╭─ Extract provided

Reprint from THE "HOW-TO-DO-IT" BOOKS

PRACTICAL MECHANICS FOR BOYS
By J. S. ZERBE, M.E.

A book which treats, in a most practical and fascinating manner all subjects pertaining to the "King of Trades"; showing the care and use of tools; drawing; designing, and the laying out of work; the principles involved in the building of various kinds of structures, and the rudiments of architecture. It contains over two hundred and fifty illustrations made especially for this work, and includes also a complete glossary of the technical terms used in the art. The most comprehensive volume on this subject ever published for boys.

Copyright, 1914, by
THE NEW YORK BOOK COMPANY

Publisher's disclaimer: Content provided is dated and is for information purposes only.

I - II - III - IV - V - VI - VII - VIII - IX - X - XI - XII - XIII - XIV - XV - XVI - XVII

PRACTICAL MECHANICS FOR BOYS

CHAPTER IX

TREATMENT AND USE OF METALS

Annealing.—A very important part of the novice's education is a knowledge pertaining to the annealing of metals. Unlike the artisan in wood, who works the materials as he finds them, the machinist can, and, in fact, with many of the substances, must prepare them so they can be handled or cut by the tools.

╰─
╭─ Dataset content

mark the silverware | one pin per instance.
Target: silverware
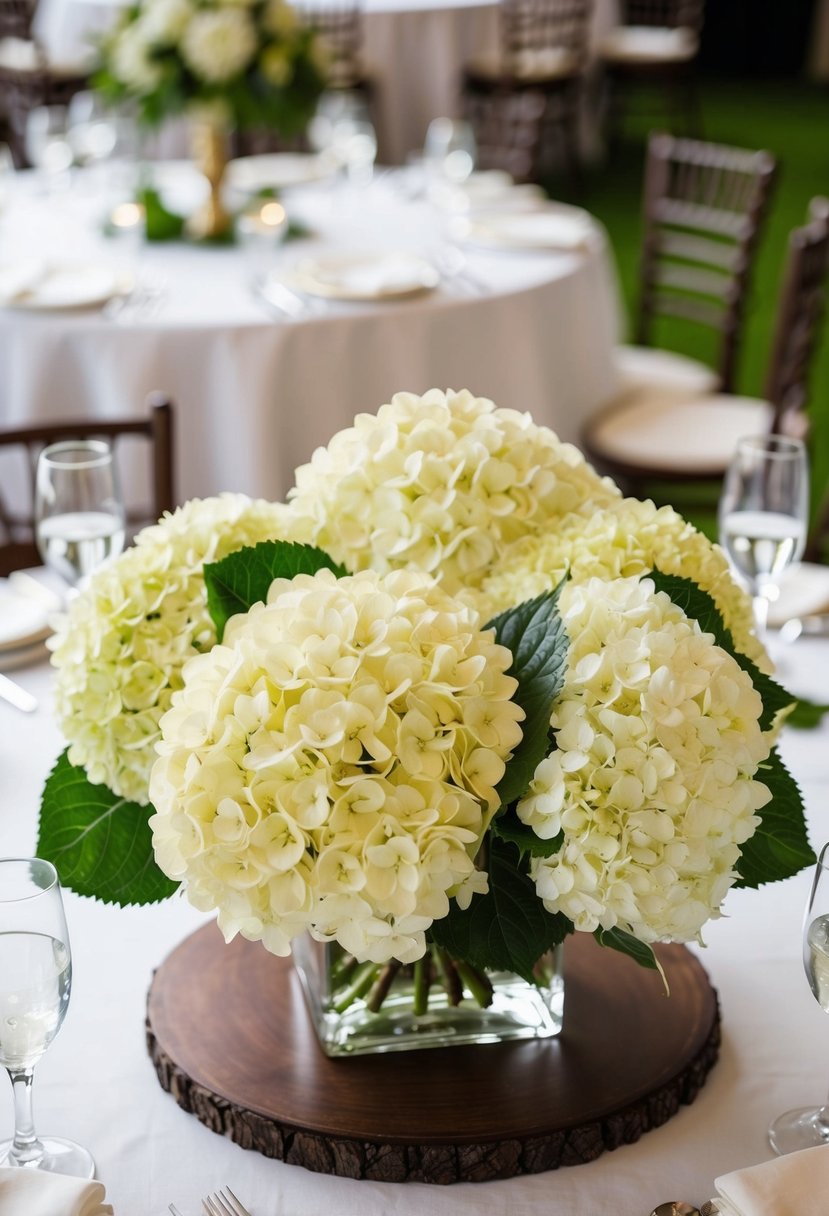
(16, 696)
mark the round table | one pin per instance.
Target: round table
(254, 392)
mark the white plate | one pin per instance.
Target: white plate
(551, 228)
(41, 287)
(23, 620)
(276, 170)
(365, 276)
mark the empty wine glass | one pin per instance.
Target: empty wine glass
(35, 979)
(763, 511)
(808, 1126)
(79, 512)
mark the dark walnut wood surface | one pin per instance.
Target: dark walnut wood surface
(231, 1040)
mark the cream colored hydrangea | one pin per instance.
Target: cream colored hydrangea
(120, 647)
(653, 783)
(219, 43)
(440, 483)
(332, 765)
(625, 539)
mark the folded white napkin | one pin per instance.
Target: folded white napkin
(787, 1186)
(39, 1193)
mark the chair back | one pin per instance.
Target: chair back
(17, 544)
(665, 13)
(704, 206)
(798, 322)
(529, 27)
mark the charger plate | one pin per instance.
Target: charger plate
(230, 1039)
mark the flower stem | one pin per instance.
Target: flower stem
(381, 990)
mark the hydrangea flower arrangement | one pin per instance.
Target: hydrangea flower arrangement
(252, 57)
(458, 670)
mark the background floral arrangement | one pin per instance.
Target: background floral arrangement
(252, 58)
(457, 671)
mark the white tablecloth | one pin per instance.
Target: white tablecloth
(97, 1085)
(255, 395)
(412, 49)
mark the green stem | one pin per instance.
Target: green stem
(477, 981)
(364, 978)
(450, 975)
(422, 981)
(381, 990)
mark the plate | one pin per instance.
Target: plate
(365, 276)
(43, 287)
(276, 170)
(23, 620)
(560, 228)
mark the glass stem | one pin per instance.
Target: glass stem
(26, 1147)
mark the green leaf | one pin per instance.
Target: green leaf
(699, 606)
(806, 714)
(100, 844)
(508, 928)
(509, 827)
(779, 848)
(535, 635)
(626, 944)
(243, 578)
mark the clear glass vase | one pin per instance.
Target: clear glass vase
(364, 1007)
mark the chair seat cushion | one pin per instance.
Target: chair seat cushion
(542, 63)
(639, 369)
(649, 44)
(686, 437)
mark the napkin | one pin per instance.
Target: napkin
(787, 1186)
(39, 1193)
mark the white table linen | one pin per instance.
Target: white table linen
(254, 395)
(97, 1085)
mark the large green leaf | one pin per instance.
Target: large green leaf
(779, 848)
(508, 928)
(100, 844)
(699, 606)
(243, 578)
(535, 634)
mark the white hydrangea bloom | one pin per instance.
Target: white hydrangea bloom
(122, 645)
(440, 483)
(332, 764)
(653, 783)
(219, 43)
(624, 539)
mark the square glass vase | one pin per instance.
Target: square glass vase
(357, 1008)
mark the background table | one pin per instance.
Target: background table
(97, 1085)
(255, 395)
(412, 49)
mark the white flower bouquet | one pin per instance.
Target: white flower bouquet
(456, 671)
(253, 58)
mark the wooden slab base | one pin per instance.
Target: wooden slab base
(232, 1042)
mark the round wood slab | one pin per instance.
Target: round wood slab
(231, 1040)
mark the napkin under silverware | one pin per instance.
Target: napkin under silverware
(787, 1186)
(39, 1193)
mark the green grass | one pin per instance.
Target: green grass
(790, 119)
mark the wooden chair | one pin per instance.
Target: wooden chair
(694, 439)
(17, 545)
(27, 77)
(524, 102)
(655, 45)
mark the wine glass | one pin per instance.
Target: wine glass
(35, 978)
(79, 511)
(808, 1126)
(763, 511)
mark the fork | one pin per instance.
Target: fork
(224, 1203)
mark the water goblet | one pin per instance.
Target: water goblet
(808, 1126)
(35, 979)
(763, 510)
(79, 511)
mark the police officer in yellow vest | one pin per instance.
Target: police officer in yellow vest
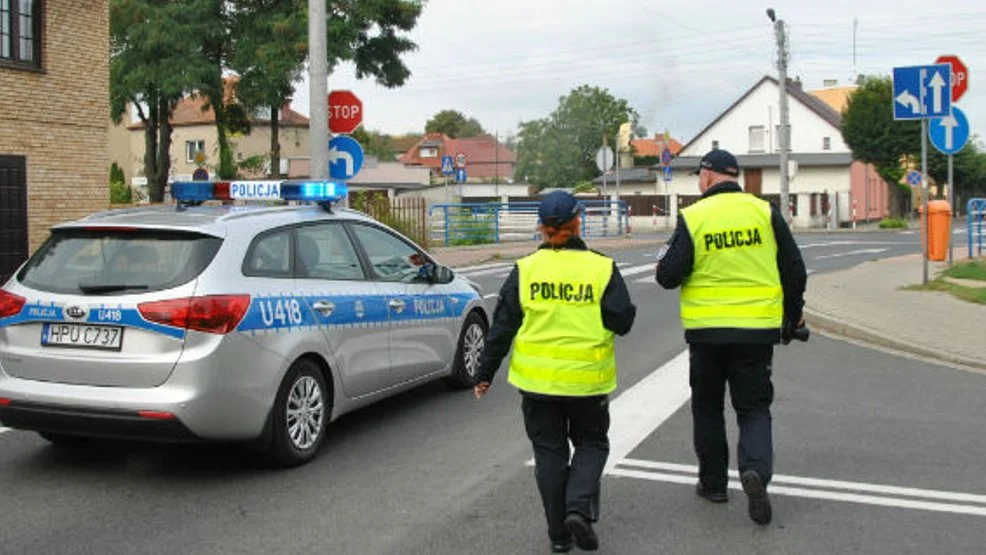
(742, 283)
(560, 308)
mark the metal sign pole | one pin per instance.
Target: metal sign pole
(924, 193)
(951, 198)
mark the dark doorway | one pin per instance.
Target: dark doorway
(13, 215)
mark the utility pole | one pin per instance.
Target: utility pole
(318, 87)
(785, 135)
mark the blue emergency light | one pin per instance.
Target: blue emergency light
(321, 192)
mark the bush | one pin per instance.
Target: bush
(893, 223)
(120, 193)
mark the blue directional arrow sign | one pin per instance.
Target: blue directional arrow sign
(448, 167)
(914, 178)
(950, 133)
(922, 91)
(345, 157)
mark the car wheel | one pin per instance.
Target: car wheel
(472, 339)
(301, 414)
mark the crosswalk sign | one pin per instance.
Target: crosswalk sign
(448, 168)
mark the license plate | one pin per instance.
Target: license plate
(82, 335)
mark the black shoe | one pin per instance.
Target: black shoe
(713, 496)
(561, 546)
(580, 527)
(756, 492)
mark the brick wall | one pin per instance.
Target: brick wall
(59, 118)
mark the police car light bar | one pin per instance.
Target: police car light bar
(307, 191)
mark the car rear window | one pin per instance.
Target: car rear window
(117, 262)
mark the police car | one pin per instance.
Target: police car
(228, 323)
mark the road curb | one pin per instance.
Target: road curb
(827, 322)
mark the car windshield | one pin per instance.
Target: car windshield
(102, 262)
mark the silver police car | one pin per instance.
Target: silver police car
(227, 323)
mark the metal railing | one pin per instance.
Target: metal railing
(497, 222)
(976, 224)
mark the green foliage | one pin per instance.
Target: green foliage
(893, 223)
(454, 124)
(116, 174)
(972, 269)
(120, 193)
(560, 150)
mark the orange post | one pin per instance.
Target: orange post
(938, 228)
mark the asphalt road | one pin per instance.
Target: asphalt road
(875, 454)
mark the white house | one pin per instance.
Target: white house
(825, 186)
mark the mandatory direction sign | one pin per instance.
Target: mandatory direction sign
(345, 112)
(960, 75)
(950, 133)
(448, 167)
(345, 157)
(922, 92)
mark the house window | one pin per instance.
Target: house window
(191, 148)
(758, 138)
(20, 32)
(777, 134)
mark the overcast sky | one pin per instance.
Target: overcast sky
(678, 64)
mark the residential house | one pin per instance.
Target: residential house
(827, 187)
(194, 130)
(487, 159)
(54, 114)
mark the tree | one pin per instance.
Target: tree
(270, 47)
(454, 124)
(560, 150)
(154, 57)
(871, 132)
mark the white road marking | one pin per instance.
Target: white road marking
(851, 253)
(642, 408)
(634, 270)
(820, 483)
(815, 494)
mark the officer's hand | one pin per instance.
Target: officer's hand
(480, 389)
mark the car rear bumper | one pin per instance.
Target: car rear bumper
(116, 424)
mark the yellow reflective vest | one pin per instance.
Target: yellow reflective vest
(562, 347)
(734, 281)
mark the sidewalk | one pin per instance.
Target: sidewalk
(457, 257)
(868, 303)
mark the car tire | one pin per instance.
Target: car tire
(296, 438)
(472, 339)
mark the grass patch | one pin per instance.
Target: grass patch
(893, 223)
(973, 269)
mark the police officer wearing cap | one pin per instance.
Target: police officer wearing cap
(742, 284)
(559, 309)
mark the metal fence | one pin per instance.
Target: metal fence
(496, 222)
(976, 224)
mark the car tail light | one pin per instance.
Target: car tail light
(212, 314)
(10, 304)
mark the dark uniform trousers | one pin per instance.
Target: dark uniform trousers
(747, 368)
(550, 422)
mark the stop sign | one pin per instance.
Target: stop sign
(345, 112)
(960, 75)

╰─

**Requirements**:
**1.** Answer these about the Practical Mechanics for Boys excerpt:
(a) How many illustrations does the book contain?
(b) What company holds the 1914 copyright?
(c) What is the title of Chapter IX?
**2.** Please reproduce the Practical Mechanics for Boys excerpt word for word, starting at "I - II - III" and ending at "by the tools.".

**Answers by task**:
**1.**
(a) Over two hundred and fifty
(b) The New York Book Company
(c) Treatment and Use of Metals

**2.**
I - II - III - IV - V - VI - VII - VIII - IX - X - XI - XII - XIII - XIV - XV - XVI - XVII

PRACTICAL MECHANICS FOR BOYS

CHAPTER IX

TREATMENT AND USE OF METALS

Annealing.—A very important part of the novice's education is a knowledge pertaining to the annealing of metals. Unlike the artisan in wood, who works the materials as he finds them, the machinist can, and, in fact, with many of the substances, must prepare them so they can be handled or cut by the tools.